WORK INSTRUCTIONS => Reproduce, without any change, the lines of the records below, starting at the line containing "Target: knitted cream rug" and ending at the line containing "(1034, 1035)", both included.

■ ■ ■ ■ ■

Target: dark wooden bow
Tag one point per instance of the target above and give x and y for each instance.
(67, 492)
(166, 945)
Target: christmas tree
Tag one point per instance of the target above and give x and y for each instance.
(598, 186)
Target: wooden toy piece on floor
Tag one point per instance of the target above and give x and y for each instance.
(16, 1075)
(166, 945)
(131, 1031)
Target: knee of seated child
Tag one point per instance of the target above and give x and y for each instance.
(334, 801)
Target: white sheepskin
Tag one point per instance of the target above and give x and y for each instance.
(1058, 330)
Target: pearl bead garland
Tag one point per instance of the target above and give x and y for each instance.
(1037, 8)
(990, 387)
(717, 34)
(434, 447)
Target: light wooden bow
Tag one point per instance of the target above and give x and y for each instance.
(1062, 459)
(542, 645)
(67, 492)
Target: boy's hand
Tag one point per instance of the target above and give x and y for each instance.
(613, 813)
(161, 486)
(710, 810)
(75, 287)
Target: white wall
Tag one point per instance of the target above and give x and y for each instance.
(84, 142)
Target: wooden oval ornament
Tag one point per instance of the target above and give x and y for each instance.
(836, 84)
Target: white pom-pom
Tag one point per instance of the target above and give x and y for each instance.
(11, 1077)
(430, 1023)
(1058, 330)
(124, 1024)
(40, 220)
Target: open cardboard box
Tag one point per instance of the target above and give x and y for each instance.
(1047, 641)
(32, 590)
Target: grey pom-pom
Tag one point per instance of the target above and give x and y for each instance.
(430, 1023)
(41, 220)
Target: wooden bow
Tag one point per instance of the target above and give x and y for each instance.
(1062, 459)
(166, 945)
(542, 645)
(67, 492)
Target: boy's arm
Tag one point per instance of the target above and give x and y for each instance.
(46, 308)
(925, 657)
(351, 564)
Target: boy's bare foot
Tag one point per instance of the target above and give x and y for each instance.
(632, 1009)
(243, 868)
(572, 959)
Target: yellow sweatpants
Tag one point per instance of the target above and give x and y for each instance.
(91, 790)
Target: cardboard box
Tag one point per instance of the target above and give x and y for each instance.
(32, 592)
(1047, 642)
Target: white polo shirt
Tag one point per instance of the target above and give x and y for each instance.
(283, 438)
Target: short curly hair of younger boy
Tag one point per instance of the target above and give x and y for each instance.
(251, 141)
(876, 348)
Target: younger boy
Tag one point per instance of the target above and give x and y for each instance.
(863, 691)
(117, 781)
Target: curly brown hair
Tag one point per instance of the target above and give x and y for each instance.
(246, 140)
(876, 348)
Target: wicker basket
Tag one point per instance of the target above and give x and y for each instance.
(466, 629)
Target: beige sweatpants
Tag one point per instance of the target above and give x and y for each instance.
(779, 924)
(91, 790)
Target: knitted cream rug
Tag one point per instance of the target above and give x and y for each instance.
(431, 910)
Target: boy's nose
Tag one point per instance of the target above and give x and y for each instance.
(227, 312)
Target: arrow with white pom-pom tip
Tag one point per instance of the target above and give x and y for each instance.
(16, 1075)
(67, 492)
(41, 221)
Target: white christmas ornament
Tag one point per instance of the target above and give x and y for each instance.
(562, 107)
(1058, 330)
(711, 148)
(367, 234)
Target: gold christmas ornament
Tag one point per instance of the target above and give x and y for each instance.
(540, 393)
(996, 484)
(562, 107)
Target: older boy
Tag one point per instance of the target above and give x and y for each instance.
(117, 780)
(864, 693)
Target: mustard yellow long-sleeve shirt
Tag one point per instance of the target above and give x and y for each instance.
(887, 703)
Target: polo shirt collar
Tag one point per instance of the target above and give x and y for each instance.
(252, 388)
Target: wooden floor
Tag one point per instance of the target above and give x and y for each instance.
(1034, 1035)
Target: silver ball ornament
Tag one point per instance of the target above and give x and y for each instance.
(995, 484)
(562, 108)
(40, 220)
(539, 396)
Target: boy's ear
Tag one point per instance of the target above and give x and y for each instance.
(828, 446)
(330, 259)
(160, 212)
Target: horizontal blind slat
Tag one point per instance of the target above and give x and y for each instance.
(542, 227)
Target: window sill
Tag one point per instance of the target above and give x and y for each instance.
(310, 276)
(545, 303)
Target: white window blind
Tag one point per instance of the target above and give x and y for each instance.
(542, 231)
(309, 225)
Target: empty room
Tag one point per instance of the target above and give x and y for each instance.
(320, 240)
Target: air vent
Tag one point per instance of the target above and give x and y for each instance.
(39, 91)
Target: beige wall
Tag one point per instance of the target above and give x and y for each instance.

■ ■ ■ ■ ■

OUTPUT FOR THIS TASK =>
Target: knitted cream rug
Tag one point per instance of the target above and give x and y for each instance.
(431, 910)
Target: boy's nose
Tag one point per instance of the target above and give x and y for each instance.
(227, 312)
Target: arrow with white pom-pom tip
Tag one point per instance of the target above and give x and y for each instance.
(16, 1075)
(67, 492)
(41, 221)
Target: white christmas ornament
Tag one point per instance of the target above and give x and y for each instance.
(562, 107)
(1058, 330)
(711, 148)
(367, 234)
Target: gold christmas ornament
Tag one point per instance of the target above and give x and y for each instance.
(540, 393)
(996, 484)
(562, 107)
Target: older boy
Tag one point per instance of the target above and give x and y for each instance.
(117, 780)
(864, 693)
Target: mustard yellow long-sleeve shirt
Tag one point per instance of the target above and give x and y for each instance.
(887, 703)
Target: polo shirt collar
Tag one point per instance of the target above and give x and y for each instance.
(252, 388)
Target: wooden floor
Tag one point per instance of the target above and give x and y for each instance.
(1034, 1035)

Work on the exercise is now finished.